Exercise prompt: Count how many lines of the entries below contain the string "then", matching case exactly, and reply with that number alone.

─── Dataset excerpts

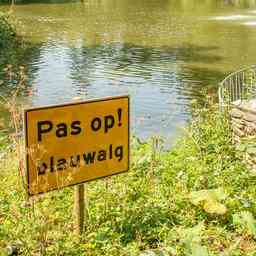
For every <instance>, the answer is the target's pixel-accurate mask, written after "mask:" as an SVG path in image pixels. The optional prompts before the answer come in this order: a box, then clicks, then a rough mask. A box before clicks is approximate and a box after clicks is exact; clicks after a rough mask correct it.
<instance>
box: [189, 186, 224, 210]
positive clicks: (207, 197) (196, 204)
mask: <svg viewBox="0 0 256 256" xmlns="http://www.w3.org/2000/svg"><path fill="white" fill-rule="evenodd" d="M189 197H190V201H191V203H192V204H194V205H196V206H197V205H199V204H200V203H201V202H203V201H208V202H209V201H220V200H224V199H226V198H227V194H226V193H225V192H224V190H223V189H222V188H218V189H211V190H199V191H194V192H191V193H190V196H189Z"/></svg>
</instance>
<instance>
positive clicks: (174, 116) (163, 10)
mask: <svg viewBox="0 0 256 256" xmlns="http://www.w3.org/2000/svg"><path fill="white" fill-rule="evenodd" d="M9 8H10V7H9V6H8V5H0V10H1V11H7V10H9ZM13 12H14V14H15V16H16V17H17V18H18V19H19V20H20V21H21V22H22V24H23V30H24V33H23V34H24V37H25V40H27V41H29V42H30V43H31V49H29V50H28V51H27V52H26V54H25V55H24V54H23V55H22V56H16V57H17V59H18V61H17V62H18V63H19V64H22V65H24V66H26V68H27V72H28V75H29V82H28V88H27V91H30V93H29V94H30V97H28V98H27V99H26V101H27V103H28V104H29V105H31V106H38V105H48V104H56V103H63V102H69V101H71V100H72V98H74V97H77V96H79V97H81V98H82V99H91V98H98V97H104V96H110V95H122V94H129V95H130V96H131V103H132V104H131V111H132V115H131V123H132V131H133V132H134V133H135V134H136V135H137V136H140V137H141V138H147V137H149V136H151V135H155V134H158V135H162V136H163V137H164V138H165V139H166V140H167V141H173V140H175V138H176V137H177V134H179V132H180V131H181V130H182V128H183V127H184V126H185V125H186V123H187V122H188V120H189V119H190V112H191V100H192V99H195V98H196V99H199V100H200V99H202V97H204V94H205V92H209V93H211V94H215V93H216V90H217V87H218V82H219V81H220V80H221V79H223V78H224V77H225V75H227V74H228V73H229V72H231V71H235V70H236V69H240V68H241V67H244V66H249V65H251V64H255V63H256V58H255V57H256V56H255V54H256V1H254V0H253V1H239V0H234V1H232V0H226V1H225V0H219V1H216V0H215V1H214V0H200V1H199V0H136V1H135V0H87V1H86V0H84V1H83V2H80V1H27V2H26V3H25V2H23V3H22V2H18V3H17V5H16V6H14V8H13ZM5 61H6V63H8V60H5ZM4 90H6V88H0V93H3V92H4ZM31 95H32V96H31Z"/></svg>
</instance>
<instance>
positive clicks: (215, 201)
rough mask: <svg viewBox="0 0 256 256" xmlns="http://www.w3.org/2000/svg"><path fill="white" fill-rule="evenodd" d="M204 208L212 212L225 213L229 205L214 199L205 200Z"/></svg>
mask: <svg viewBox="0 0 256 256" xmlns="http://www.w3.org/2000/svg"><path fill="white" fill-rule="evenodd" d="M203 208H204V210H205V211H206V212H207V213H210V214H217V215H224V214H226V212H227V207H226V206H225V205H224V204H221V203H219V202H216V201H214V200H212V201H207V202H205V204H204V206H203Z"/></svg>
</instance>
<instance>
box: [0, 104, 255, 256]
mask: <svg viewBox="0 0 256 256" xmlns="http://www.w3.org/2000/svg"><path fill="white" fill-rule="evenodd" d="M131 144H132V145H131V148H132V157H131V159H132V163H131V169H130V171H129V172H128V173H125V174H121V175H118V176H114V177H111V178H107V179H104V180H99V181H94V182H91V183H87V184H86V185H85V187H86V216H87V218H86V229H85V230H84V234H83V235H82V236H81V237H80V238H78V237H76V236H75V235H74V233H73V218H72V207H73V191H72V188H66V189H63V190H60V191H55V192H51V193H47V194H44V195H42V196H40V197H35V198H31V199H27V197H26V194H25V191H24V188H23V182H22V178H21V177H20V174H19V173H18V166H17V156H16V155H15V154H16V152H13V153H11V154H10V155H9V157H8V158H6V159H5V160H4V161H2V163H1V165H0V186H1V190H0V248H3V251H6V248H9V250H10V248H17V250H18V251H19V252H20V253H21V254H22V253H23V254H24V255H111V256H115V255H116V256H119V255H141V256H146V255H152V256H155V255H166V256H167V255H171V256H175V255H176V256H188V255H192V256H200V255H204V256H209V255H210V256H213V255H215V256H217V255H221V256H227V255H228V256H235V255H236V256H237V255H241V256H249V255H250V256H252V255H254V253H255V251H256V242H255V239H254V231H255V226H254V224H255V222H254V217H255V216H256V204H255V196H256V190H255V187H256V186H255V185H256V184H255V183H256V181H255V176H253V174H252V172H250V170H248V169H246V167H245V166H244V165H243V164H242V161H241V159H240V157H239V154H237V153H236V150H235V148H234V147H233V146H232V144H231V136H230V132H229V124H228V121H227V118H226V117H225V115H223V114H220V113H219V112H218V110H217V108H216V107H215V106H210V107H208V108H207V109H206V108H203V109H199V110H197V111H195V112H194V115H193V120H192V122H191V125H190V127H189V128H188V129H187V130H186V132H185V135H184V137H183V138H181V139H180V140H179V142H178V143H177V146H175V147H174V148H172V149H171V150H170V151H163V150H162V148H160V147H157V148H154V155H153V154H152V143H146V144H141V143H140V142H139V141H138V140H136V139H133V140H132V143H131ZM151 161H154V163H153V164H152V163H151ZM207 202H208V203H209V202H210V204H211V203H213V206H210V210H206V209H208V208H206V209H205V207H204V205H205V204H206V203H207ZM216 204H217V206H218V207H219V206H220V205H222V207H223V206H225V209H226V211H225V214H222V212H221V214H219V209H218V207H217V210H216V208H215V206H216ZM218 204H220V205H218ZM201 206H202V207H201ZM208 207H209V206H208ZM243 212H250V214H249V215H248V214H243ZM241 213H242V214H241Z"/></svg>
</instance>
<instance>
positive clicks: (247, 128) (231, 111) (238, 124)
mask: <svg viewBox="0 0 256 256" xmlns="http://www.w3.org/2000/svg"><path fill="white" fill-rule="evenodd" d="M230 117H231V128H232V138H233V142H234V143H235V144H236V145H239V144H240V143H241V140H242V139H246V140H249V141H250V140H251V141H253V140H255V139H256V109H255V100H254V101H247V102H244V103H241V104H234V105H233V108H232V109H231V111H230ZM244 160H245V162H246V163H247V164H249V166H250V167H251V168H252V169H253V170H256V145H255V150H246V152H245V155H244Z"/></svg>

──────
─── Dataset excerpts

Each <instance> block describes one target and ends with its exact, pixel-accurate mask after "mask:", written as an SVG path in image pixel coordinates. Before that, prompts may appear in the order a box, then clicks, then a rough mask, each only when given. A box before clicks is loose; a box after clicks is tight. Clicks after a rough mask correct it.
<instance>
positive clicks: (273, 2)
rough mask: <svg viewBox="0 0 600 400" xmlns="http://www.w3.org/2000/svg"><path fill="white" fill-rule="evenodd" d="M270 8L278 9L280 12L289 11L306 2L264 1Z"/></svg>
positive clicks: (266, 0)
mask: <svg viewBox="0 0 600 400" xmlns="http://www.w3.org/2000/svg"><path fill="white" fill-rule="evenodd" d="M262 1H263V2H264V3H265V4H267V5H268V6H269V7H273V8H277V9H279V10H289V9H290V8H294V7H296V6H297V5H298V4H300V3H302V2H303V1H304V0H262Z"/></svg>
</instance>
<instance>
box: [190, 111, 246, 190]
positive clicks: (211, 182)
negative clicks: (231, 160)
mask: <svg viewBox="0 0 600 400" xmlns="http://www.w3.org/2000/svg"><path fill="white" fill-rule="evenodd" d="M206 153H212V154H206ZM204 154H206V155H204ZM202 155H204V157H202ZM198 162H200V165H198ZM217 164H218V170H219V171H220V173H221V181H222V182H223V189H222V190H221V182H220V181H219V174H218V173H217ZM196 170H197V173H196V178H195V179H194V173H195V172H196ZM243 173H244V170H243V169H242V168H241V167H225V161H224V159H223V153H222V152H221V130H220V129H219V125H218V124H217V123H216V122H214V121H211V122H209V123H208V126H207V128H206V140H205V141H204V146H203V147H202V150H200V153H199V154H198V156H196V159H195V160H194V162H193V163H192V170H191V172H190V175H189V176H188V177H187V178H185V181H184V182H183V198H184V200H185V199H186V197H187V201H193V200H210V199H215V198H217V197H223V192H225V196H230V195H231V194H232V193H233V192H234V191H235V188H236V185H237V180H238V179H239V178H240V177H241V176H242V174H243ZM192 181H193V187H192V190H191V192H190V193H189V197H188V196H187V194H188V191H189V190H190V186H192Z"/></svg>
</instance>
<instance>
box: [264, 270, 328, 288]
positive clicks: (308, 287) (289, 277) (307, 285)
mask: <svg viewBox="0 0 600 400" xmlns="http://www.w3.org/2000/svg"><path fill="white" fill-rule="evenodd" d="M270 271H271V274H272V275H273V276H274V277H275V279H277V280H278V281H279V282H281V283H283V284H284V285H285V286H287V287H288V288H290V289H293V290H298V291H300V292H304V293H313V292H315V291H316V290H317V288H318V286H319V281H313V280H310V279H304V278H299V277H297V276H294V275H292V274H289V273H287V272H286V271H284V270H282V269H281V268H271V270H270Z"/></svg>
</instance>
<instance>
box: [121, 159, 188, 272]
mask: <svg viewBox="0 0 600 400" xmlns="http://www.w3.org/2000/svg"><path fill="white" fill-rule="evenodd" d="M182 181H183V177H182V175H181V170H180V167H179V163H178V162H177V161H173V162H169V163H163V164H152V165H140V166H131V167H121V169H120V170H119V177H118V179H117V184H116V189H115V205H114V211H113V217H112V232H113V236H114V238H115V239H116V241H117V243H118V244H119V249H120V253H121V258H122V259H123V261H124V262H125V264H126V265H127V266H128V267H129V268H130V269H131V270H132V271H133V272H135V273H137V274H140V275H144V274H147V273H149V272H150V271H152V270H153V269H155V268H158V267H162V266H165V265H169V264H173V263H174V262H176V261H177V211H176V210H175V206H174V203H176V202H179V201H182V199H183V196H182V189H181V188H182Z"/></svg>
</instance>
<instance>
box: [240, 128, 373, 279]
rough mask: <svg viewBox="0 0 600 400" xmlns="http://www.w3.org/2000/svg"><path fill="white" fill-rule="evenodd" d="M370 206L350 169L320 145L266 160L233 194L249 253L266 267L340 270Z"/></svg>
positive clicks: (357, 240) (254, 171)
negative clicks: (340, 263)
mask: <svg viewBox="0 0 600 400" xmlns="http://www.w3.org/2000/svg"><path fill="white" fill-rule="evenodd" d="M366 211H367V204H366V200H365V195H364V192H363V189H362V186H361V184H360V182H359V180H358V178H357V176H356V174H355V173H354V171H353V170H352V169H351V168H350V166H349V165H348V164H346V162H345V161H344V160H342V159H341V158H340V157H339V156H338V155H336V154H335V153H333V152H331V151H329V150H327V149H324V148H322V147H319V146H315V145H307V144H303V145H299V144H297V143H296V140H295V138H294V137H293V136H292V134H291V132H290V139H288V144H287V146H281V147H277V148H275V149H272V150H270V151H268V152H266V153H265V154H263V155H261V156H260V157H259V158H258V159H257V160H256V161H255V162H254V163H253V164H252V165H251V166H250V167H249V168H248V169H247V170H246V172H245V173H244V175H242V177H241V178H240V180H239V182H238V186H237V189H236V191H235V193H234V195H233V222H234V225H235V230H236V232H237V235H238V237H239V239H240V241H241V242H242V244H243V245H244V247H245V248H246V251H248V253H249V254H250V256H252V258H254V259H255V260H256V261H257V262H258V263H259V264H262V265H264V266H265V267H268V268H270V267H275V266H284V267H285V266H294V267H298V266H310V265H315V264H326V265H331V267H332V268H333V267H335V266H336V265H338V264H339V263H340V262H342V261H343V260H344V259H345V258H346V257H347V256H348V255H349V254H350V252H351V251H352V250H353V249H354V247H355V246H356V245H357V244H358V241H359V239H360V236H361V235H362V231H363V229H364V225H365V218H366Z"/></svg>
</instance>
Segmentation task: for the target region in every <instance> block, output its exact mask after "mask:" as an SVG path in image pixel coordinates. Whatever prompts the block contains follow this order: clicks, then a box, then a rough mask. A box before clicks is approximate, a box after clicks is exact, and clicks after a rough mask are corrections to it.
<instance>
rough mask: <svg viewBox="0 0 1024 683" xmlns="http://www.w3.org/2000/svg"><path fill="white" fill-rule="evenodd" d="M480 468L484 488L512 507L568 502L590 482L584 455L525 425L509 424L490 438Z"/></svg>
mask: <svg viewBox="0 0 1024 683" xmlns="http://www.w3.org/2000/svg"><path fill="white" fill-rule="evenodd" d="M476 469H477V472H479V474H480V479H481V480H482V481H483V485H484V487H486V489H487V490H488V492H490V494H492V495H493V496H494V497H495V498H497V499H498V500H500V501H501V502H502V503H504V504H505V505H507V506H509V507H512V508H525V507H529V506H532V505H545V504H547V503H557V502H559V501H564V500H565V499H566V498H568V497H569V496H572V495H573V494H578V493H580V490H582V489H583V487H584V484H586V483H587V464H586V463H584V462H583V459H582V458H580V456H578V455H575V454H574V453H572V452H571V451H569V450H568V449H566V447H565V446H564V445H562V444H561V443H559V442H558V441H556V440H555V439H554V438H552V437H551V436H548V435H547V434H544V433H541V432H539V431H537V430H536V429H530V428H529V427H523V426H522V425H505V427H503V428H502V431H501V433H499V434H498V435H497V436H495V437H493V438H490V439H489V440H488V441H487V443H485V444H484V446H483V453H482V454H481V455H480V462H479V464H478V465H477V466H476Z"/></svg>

──────

Exercise solution: 3